_Task instructions_. Find the string "below" in the listing and report every line that has it.

....

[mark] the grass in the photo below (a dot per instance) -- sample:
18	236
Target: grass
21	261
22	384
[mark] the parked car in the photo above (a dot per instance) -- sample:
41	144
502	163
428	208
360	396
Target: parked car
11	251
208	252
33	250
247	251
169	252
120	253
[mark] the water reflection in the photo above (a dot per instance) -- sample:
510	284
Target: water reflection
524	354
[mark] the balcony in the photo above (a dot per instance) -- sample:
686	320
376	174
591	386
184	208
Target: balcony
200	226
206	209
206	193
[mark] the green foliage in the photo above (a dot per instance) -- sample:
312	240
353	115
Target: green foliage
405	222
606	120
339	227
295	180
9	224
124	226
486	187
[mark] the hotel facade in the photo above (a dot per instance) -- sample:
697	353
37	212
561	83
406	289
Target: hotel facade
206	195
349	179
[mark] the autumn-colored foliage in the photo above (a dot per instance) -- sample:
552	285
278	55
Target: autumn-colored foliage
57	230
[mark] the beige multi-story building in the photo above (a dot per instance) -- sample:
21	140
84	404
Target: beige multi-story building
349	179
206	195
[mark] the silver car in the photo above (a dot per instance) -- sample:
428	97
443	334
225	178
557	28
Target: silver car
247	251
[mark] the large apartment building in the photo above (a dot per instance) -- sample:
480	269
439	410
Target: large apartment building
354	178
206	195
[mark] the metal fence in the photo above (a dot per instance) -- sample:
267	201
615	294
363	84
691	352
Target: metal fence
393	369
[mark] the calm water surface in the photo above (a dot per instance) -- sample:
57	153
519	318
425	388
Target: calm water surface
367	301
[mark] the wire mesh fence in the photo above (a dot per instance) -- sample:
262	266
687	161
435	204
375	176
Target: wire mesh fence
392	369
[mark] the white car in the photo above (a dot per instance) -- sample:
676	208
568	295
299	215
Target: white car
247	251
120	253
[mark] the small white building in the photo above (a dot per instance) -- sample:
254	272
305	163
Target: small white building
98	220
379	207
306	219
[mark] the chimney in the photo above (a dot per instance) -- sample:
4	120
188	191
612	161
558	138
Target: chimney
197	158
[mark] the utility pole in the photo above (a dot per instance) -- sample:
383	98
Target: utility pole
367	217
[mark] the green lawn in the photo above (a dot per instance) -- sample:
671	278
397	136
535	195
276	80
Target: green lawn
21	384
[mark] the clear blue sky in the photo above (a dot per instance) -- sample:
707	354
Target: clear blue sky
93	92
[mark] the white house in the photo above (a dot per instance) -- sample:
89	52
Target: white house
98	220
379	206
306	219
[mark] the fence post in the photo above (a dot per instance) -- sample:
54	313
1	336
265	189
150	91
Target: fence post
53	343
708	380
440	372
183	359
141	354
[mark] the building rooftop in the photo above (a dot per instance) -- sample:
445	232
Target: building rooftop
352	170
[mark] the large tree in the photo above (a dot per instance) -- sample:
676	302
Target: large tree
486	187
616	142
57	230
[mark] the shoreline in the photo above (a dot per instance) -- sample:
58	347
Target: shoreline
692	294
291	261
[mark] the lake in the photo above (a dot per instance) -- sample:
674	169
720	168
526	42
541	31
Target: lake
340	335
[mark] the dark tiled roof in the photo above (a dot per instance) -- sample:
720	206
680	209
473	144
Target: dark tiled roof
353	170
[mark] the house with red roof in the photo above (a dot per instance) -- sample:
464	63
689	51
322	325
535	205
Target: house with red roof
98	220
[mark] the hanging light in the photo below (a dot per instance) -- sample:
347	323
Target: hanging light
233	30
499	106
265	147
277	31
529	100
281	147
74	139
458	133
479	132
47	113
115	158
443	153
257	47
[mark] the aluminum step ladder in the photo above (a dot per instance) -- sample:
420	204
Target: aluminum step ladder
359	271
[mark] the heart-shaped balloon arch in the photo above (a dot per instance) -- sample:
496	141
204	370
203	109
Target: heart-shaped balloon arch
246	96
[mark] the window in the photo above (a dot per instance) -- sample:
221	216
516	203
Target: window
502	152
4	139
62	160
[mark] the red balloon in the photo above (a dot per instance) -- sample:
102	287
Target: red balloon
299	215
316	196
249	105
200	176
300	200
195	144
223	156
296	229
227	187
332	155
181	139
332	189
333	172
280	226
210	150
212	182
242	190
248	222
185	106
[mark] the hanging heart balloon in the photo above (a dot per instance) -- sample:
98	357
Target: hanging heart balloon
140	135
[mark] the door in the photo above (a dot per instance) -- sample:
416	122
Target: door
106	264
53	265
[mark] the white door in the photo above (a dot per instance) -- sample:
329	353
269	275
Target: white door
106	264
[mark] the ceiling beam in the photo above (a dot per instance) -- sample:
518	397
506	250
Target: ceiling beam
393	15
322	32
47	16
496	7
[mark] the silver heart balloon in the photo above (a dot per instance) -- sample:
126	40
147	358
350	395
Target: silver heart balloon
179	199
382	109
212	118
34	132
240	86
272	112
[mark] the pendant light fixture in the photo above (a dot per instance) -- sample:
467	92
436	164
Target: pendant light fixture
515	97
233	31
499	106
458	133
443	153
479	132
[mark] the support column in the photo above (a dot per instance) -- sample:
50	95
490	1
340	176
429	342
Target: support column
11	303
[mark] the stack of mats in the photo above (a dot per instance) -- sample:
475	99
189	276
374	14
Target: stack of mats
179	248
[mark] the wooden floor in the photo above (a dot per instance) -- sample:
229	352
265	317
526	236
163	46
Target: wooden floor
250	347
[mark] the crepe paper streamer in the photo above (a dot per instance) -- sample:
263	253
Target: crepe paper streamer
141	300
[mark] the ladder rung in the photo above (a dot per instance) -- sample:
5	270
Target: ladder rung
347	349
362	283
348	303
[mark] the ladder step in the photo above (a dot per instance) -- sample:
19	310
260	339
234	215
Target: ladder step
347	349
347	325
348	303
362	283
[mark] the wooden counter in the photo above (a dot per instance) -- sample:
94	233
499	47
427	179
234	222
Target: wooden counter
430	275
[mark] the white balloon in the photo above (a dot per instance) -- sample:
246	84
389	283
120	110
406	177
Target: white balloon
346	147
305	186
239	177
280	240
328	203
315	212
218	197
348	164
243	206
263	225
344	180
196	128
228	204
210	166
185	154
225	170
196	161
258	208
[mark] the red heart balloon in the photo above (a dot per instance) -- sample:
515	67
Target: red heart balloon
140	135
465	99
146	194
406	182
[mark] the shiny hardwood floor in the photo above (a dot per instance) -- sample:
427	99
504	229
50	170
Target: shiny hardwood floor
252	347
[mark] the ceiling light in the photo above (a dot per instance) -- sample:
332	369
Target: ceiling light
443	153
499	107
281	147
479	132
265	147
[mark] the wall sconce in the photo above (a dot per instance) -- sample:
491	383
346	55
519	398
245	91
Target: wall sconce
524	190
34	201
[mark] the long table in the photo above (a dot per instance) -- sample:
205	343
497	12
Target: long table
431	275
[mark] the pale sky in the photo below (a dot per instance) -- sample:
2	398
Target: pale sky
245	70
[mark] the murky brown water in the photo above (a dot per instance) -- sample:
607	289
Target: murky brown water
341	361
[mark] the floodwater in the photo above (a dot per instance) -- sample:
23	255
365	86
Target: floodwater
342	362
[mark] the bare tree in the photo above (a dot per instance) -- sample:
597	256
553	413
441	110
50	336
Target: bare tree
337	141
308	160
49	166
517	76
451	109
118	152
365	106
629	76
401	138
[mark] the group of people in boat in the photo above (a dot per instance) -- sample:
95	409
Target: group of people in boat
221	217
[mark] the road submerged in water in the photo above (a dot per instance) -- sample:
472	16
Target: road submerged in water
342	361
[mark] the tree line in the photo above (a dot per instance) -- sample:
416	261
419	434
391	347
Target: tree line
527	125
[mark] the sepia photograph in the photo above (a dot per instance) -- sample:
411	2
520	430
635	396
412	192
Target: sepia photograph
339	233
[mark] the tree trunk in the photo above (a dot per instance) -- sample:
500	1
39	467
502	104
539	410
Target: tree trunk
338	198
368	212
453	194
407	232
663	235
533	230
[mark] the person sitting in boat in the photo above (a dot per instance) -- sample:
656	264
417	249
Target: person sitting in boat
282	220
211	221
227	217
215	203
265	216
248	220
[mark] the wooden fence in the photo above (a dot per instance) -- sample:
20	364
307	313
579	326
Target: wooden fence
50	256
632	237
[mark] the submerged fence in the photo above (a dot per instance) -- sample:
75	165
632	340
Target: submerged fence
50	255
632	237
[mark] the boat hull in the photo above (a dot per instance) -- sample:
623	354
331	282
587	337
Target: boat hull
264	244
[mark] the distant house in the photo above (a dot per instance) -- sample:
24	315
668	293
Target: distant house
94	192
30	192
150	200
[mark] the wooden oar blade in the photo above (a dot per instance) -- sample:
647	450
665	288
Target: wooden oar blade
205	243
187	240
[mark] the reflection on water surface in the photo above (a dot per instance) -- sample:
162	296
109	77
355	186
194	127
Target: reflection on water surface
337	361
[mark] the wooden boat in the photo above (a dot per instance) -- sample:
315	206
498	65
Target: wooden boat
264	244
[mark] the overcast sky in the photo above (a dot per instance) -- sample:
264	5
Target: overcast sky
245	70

....

_Output of the exercise_.
[mark] the grass in the photo below (a dot per instance) -- sample:
[mark] the hanging light in the photo below (a dot per instance) -- sample:
[mark] the pale sky in the photo below (a dot per instance) -- sample:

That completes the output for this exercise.